→ Extract provided

Re: 2.4.20-pre10aa1 oops report (was Re: Linux-2.4.20-pre8-aa2 oops report. [solved])

From: harisri (harisri@telstra.com)
Date: Mon Oct 14 2002 - 20:08:31 EST


Hello Andrea,
 
> this smells like a problem with one of your modules. Please make 100%
> sure you use exactly the same .config for both 2.4.20pre10 and
> 2.4.20pre10aa1 and please try to find which is the module that is
> crashing the kernel after it's being loaded. Expect always different
> kind of crashes and oopses. You can also try to turn on the slab
> debugging option in the kernel hacking menu.

Yes I am using the same .config file from 2.4.20-pre10 on
2.4.20-pre10aa1 (of course I run make oldconfig, and accept the default
setting that shows up on 2.4.20-pre10aa1)

I think you are right, it has something to do with the kernel modules.

> > Code; c01e55e2 <fast_clear_page+12/50>
>
> you also may want to configure the kernel as i686 instead of K7 so
> fast_clear_page won't be used to see if it makes any difference.

Ok. That didn't really help. Kernel compiled for i386 even crashes, but
the k7 optimised kernel crashes at the Athlon speed :-)
 
> the place where the oops happens is most certainly not the problem,
> either something is wrong with fast_clear_page for whatever hardware
> reason, or more likely the moduled by modprobe is corrupting the
> freelist and alloc_pages returned garbage.
>
> btw, how much memory do you have? If you've more than 800M it
> could be a
> broken driver using pte_offset by hand, try to reproduce with mem=800m
> in such case. To fix this you should find which is the module that is
> destabilizing the kernel.

My computer has 512 MB RAM. No highmem.

→ Records from a data source
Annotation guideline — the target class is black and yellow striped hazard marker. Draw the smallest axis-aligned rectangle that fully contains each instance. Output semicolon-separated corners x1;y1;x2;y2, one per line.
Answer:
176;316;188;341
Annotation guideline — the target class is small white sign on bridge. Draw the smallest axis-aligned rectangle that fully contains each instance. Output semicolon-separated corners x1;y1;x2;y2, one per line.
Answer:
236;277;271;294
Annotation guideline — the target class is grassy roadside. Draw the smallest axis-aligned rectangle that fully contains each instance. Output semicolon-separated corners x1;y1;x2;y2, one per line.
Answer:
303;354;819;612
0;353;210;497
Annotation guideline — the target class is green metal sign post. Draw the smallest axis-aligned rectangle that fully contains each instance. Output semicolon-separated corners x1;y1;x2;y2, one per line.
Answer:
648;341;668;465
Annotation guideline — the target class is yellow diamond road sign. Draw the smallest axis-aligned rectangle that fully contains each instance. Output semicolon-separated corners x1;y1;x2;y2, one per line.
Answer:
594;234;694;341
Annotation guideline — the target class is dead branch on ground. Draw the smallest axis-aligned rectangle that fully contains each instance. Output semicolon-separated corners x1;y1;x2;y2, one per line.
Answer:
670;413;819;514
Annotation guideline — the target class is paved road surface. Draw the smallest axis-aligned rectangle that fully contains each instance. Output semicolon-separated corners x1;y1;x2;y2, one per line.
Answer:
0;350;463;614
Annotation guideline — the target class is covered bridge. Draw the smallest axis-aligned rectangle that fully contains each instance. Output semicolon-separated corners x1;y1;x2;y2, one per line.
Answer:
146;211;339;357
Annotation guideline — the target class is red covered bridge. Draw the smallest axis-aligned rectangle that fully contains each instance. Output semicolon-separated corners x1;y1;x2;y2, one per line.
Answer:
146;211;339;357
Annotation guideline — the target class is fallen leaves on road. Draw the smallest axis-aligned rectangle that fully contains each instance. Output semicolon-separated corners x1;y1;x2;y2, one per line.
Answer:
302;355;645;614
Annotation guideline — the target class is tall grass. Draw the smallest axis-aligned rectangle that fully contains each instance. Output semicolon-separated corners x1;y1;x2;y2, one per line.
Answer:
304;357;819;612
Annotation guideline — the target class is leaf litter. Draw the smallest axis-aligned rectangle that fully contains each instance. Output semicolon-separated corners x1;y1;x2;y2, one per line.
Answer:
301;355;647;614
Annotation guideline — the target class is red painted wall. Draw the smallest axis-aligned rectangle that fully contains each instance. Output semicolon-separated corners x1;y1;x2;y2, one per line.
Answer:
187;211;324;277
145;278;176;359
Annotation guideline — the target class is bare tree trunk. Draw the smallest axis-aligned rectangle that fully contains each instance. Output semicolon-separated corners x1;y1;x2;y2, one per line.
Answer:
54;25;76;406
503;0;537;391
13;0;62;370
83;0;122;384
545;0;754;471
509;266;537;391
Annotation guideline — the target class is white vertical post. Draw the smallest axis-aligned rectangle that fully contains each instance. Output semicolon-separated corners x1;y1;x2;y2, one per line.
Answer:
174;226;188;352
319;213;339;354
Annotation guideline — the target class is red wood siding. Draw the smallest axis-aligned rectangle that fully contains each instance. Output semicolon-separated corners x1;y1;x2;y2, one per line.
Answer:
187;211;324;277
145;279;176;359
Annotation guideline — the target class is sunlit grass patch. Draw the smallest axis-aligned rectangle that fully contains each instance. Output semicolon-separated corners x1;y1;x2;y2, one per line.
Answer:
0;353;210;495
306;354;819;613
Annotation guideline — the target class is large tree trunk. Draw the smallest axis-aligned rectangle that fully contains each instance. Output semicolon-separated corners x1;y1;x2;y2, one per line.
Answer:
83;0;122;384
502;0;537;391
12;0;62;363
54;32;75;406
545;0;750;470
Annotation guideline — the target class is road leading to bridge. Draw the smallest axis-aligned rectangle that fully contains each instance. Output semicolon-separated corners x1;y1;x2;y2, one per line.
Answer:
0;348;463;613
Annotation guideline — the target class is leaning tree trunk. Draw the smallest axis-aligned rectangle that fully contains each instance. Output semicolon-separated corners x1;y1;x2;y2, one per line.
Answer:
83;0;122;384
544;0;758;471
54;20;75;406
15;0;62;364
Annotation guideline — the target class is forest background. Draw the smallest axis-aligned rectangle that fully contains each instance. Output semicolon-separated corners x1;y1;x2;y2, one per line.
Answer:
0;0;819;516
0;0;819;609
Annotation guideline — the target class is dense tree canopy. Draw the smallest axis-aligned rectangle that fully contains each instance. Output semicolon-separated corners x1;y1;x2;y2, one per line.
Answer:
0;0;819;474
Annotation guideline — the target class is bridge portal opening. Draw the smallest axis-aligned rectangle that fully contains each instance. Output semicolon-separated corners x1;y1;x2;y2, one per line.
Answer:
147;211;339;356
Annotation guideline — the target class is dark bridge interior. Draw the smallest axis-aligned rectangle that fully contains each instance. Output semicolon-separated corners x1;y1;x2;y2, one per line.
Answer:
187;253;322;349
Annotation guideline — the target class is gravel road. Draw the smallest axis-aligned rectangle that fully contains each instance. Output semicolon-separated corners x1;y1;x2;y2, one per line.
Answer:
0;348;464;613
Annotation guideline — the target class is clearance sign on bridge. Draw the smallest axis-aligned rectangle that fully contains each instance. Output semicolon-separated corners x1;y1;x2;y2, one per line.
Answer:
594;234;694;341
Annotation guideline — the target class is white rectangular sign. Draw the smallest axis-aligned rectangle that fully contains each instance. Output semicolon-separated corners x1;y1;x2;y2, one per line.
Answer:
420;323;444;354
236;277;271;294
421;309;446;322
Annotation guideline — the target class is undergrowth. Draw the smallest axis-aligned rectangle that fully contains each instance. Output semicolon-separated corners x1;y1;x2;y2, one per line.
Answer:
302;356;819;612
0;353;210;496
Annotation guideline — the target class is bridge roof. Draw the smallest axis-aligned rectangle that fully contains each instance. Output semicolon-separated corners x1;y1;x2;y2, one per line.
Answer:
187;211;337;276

→ Set tasks
• 1. Translate this sentence from the kernel oops reply into Spanish: "I think you are right, it has something to do with the kernel modules."
• 2. Write out the kernel oops reply from "Ok. That didn't" up to and including "destabilizing the kernel.", renaming "modprobe" to "insmod".

→ Final answers
• 1. Creo que tienes razón, tiene algo que ver con los módulos del kernel.

• 2.
Ok. That didn't really help. Kernel compiled for i386 even crashes, but
the k7 optimised kernel crashes at the Athlon speed :-)
 
> the place where the oops happens is most certainly not the problem,
> either something is wrong with fast_clear_page for whatever hardware
> reason, or more likely the moduled by insmod is corrupting the
> freelist and alloc_pages returned garbage.
>
> btw, how much memory do you have? If you've more than 800M it
> could be a
> broken driver using pte_offset by hand, try to reproduce with mem=800m
> in such case. To fix this you should find which is the module that is
> destabilizing the kernel.